30 October 2007 - Mark Sebba, Lancaster University
Orthography as social practice: spelling and the new literacy studies
In this talk I outline parts of my theory of the sociolinguistics of orthography, which is embedded in a theory of literacy. The key points are:
(1) It is possible to identify 'autonomous' and 'sociocultural' (a.k.a.
'ideological') models of orthography, with the autonomous model having
had almost complete dominance in 20th century linguistics.
6 November 2007 - David Barton, Lancaster University
Writing on Web2: Multilingual uses of Flickr and the development of new vernacular practices
Web2 spaces such as social networking sites, photo sharing sites, blogs and wikis offer many new possibilities for writing. I am interested in what is new about writing in virtual spaces: how they are new forms of writing emergent from existing forms; how they lead to new text types; and how the new practices constitute strong vernacular literacies.
In this paper I will examine the photo sharing site Flickr and particularly
multilingual activity. I will provide extensive examples investigating
the ways in which people create new multilingual identities, combining
languages in different ways and interacting with different audiences.
13 November 2007 - Anita Wilson, Lancaster University
'You want to know about literacy? Then look, listen, and think about something else' : Alternative approaches, (in)appropriate methods and unexpected outcomes in ethnographic research
In a recent AHRC-funded project, the remit was to investigate the way that young prisoners 'made their mark' on prison space. Using the broad conceptualisation of 'literacies' as a lens, it became very apparent that 'reading' often involved the interpretation of texts in the widest sense, such as in the visual analysis of bodily marks and postures. 'Writing' was often about technology, such as when toothpaste or shower gel was used to inscribe an air of freshness onto a prison cell. These often highly-personalised practices were subsequently interlinked with a set of photographic images which themselves became a new set of texts, ripe for (re)interpretation and reflection. The combination of close ethnography, a broad view of literacies, and a retrospective analysis of the photographs, opens up fresh insights into the sensory complexities of communicative practice and reveals additional layers of meaning as to what might count as text.
20 November 2007 - Karin Tusting, Lancaster University
“I am not a ‘good’ teacher; I don’t do all their paperwork.”: Teachers’ resistance to changing accountability demands
The implementation of the Skills for Life strategy introduced a new system for adult language, literacy and numeracy education, with a more centralised curriculum and testing regime. This was perceived by many teachers as a challenge to their established learner-centred approach. Teacher interviews from the Adult Learners' Lives project have been re-analysed to see what they can tell us about these teachers’ experiences of the introduction of new national accountability systems. The re-analysis offers a snapshot of the challenges teachers faced with the introduction of the new system, and the strategies they developed to deal with these challenges. More importantly, perhaps, I will present an analysis of these interviews which explains why such changes were often experienced as difficulties, in terms of competing discourses of what it is to be a ‘good’ teacher, which has resonances beyond the specifics of this particular situation.
I have recently begun a new project, 'Paperwork and pressure in educational settings: the textual mediation of target culture', which explores similar issues in more depth, and would be particularly interested in discussing with the group the implications of this work for the new research.

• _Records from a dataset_
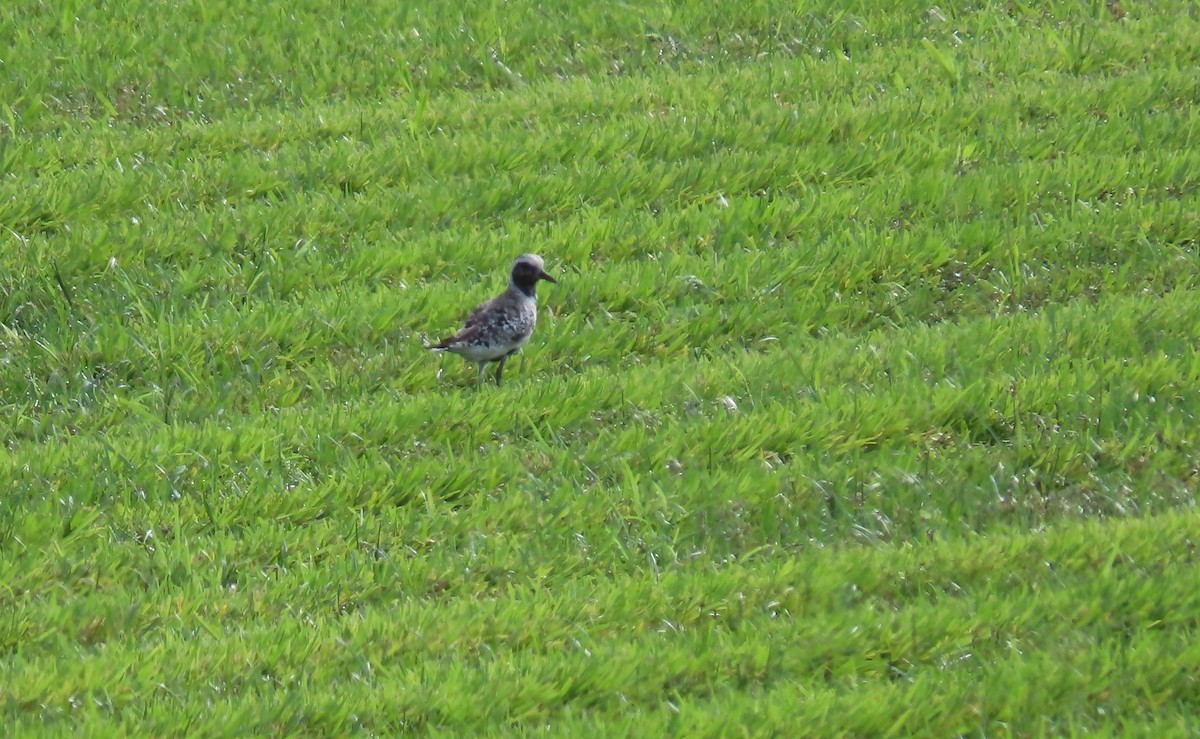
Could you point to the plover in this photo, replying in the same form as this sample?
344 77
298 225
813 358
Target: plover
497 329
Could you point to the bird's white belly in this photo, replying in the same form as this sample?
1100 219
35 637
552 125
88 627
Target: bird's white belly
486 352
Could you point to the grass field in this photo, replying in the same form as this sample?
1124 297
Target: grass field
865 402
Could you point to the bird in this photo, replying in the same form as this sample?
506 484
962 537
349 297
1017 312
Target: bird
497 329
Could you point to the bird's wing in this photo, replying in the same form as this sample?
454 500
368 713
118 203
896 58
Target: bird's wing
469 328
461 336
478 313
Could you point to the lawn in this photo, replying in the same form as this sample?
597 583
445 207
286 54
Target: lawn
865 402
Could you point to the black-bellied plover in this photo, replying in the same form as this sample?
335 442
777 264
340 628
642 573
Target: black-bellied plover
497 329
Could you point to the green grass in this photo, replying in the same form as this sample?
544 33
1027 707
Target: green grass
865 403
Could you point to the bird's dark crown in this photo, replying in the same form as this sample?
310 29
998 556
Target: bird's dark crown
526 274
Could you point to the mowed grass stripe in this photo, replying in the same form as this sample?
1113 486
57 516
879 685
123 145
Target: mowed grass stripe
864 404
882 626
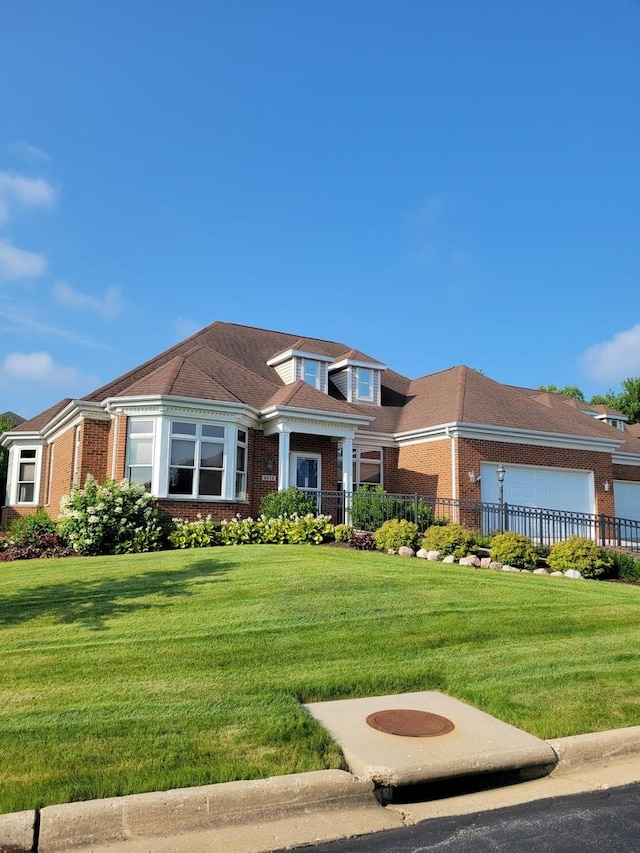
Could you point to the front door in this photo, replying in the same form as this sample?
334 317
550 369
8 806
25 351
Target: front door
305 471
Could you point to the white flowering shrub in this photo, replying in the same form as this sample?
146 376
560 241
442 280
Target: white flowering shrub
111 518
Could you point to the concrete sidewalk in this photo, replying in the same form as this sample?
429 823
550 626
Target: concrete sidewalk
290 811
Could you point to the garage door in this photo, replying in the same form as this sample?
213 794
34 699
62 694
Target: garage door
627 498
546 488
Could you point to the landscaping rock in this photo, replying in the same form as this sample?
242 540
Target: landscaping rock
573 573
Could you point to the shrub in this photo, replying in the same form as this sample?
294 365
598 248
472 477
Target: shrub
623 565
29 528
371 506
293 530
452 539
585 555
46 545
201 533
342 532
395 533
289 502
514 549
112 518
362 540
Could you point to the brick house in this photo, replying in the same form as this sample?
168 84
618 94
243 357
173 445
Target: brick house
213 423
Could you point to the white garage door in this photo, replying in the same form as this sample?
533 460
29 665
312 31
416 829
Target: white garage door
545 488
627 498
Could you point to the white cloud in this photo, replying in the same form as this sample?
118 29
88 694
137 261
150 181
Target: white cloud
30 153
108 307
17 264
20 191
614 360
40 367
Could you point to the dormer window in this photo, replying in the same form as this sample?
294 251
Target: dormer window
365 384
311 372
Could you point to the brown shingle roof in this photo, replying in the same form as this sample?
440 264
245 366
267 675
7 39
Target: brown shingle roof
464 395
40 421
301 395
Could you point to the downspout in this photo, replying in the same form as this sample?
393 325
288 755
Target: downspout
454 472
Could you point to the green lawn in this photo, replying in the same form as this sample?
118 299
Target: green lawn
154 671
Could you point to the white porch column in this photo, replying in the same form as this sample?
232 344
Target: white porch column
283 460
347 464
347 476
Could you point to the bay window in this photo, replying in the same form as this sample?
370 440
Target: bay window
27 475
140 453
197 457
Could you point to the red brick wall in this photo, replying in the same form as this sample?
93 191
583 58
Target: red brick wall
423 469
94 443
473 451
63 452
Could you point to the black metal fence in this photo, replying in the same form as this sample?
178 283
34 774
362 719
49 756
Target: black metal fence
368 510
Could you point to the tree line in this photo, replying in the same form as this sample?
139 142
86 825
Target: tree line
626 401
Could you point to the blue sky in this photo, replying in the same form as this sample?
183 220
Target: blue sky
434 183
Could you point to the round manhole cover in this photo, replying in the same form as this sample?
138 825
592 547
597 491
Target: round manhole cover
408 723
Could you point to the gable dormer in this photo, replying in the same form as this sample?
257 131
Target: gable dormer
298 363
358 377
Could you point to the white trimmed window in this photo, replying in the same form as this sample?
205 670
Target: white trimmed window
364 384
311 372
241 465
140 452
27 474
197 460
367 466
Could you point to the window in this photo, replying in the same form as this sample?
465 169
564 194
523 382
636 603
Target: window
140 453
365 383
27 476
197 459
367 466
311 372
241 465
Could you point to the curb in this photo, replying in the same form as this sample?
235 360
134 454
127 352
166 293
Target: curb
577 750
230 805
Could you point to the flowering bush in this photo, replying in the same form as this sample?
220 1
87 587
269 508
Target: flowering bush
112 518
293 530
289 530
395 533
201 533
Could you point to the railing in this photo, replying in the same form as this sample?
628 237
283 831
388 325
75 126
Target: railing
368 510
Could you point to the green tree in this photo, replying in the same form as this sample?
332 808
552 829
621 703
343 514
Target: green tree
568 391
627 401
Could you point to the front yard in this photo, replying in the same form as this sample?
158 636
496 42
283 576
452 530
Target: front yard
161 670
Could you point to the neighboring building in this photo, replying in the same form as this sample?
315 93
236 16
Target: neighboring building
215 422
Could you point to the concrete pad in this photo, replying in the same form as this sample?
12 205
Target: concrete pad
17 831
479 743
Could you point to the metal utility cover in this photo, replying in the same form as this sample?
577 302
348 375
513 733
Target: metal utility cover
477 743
--
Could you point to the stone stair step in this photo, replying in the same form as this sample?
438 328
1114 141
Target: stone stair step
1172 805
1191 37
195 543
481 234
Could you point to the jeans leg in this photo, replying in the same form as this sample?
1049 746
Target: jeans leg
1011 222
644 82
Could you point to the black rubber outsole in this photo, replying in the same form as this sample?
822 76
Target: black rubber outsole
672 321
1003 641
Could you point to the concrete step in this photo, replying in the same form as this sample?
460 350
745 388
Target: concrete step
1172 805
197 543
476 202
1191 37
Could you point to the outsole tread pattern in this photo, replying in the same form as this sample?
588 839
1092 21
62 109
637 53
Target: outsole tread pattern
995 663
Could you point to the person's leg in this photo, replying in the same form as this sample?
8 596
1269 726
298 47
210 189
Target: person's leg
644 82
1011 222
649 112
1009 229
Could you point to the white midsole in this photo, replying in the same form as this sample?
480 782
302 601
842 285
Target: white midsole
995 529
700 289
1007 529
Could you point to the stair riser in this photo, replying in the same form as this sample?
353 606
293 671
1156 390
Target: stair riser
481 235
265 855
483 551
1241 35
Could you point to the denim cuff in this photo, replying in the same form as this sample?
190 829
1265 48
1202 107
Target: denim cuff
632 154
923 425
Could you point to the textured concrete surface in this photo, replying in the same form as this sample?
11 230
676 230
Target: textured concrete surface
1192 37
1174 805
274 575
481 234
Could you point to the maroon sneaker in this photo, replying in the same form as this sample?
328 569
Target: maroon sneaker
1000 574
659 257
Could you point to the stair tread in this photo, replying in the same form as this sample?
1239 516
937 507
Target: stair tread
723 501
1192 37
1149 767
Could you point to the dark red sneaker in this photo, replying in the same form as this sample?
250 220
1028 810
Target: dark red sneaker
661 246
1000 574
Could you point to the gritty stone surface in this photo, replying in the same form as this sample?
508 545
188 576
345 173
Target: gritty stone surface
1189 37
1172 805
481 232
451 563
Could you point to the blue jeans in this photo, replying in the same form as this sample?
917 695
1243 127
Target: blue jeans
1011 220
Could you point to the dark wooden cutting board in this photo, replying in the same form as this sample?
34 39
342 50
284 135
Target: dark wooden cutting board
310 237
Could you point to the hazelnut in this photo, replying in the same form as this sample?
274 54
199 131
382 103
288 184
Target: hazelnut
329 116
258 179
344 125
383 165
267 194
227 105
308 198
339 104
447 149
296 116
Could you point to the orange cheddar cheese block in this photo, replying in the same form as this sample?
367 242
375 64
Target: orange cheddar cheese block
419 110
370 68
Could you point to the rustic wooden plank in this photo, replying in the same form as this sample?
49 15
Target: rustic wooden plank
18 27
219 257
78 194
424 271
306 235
---
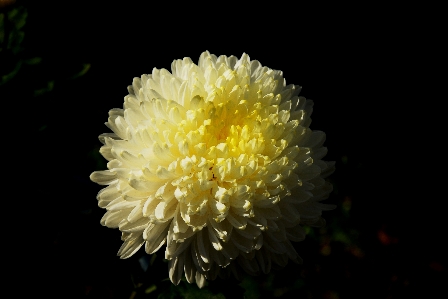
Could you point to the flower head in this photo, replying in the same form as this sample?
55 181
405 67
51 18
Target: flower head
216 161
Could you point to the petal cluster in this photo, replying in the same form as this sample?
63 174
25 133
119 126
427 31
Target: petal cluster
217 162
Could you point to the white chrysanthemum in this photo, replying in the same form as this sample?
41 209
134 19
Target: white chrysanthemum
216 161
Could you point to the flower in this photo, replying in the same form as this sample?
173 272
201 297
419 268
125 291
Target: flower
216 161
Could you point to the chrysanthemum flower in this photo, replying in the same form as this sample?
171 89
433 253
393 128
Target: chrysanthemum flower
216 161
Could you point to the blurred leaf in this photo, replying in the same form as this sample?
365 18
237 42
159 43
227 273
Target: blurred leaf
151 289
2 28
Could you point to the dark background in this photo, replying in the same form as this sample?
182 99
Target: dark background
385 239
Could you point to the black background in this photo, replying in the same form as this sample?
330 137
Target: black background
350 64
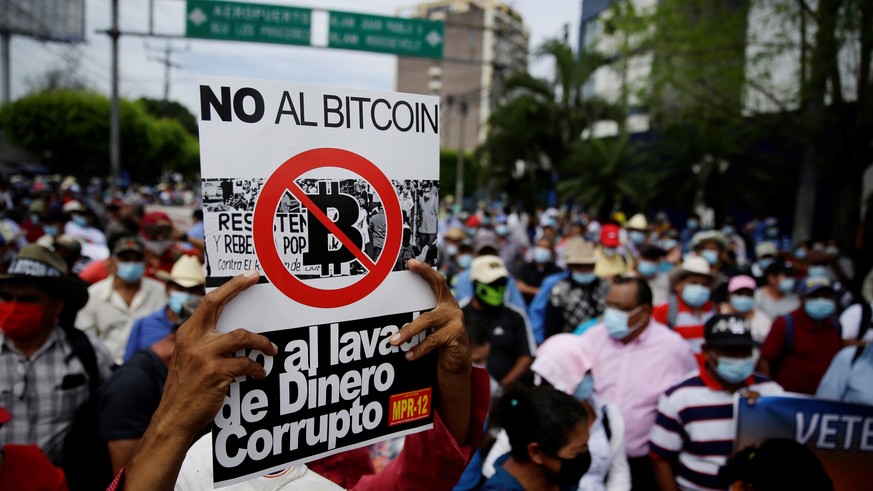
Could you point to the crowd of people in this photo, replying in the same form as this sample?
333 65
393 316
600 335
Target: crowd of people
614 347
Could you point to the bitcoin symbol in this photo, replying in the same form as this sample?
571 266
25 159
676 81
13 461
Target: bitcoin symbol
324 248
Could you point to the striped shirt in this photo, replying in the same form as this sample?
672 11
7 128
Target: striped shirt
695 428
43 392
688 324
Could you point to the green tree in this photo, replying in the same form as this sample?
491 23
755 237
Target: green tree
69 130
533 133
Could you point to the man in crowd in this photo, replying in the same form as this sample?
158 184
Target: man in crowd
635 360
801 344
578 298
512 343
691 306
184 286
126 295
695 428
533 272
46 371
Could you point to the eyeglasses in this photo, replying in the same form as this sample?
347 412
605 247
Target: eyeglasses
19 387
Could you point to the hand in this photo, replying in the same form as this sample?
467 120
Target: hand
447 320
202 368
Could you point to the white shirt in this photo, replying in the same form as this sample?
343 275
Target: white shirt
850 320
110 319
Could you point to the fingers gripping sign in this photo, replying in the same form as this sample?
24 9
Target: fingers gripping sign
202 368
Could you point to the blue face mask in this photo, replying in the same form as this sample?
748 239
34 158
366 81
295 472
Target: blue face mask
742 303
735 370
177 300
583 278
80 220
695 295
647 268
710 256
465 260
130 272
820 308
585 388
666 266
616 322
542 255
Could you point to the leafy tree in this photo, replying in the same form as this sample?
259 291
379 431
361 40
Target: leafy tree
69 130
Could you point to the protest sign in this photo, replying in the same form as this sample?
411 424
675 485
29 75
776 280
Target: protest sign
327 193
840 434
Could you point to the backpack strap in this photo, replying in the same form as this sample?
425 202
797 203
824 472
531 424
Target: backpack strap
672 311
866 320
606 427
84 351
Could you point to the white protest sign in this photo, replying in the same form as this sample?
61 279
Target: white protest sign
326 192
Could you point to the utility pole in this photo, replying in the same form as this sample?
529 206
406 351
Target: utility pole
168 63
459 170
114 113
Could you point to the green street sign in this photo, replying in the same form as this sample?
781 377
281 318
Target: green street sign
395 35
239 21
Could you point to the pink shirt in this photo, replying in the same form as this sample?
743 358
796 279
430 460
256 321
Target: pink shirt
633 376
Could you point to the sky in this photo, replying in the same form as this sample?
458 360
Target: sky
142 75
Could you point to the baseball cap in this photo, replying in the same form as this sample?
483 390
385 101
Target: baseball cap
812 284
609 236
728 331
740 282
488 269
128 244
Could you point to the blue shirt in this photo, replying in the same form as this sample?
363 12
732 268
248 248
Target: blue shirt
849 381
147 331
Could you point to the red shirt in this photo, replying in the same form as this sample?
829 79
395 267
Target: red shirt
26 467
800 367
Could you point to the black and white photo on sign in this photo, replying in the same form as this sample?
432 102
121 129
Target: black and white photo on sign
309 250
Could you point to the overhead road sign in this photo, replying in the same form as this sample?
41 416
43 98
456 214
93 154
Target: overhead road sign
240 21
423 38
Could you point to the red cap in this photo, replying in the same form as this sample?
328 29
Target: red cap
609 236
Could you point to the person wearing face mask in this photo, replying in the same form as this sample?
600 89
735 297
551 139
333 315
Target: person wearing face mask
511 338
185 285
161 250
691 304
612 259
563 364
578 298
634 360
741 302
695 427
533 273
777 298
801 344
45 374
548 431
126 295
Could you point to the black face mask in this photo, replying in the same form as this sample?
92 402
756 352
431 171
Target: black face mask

• _The task_
Carry the listing of literacy talks at Lancaster University forward, starting right after its last sentence. The entries are separate from the listing of literacy talks and have nothing to do with it.

• _Response to this exercise_
27 November 2007 - Irving Finkel, British Museum
What Happens to Diaries?
The speaker has a plot to rescue manuscript diaries. This talk will be
delivered fast, cover a wide range of assorted ideas
4 December 2007
Two research studies from Spain
Being a “Good” Second Language Learner: A Critical Sociolinguistic Ethnography in Madrid and Zhejiang Schools
Miguel Pérez Milans, Universidad Autónoma de Madrid (Spain)
This talk focuses on how second language competence is institutionally constructed in relation to different socio-political conditions linked to globalization in urban areas. The study comes from an ethnography carried out in Madrid (Spain) and Zhejiang (China). This presentation uses interactional, ethnographic and discursive data to link legitimated classroom practices in both institutional contexts to their historical and socio-political conditions. Analysis will pay attention particularly to the role of the literacy practices through classroom interaction.
Cristina Aliagas Marin, Universitat Pompeu Fabra (Barcelona, Spain)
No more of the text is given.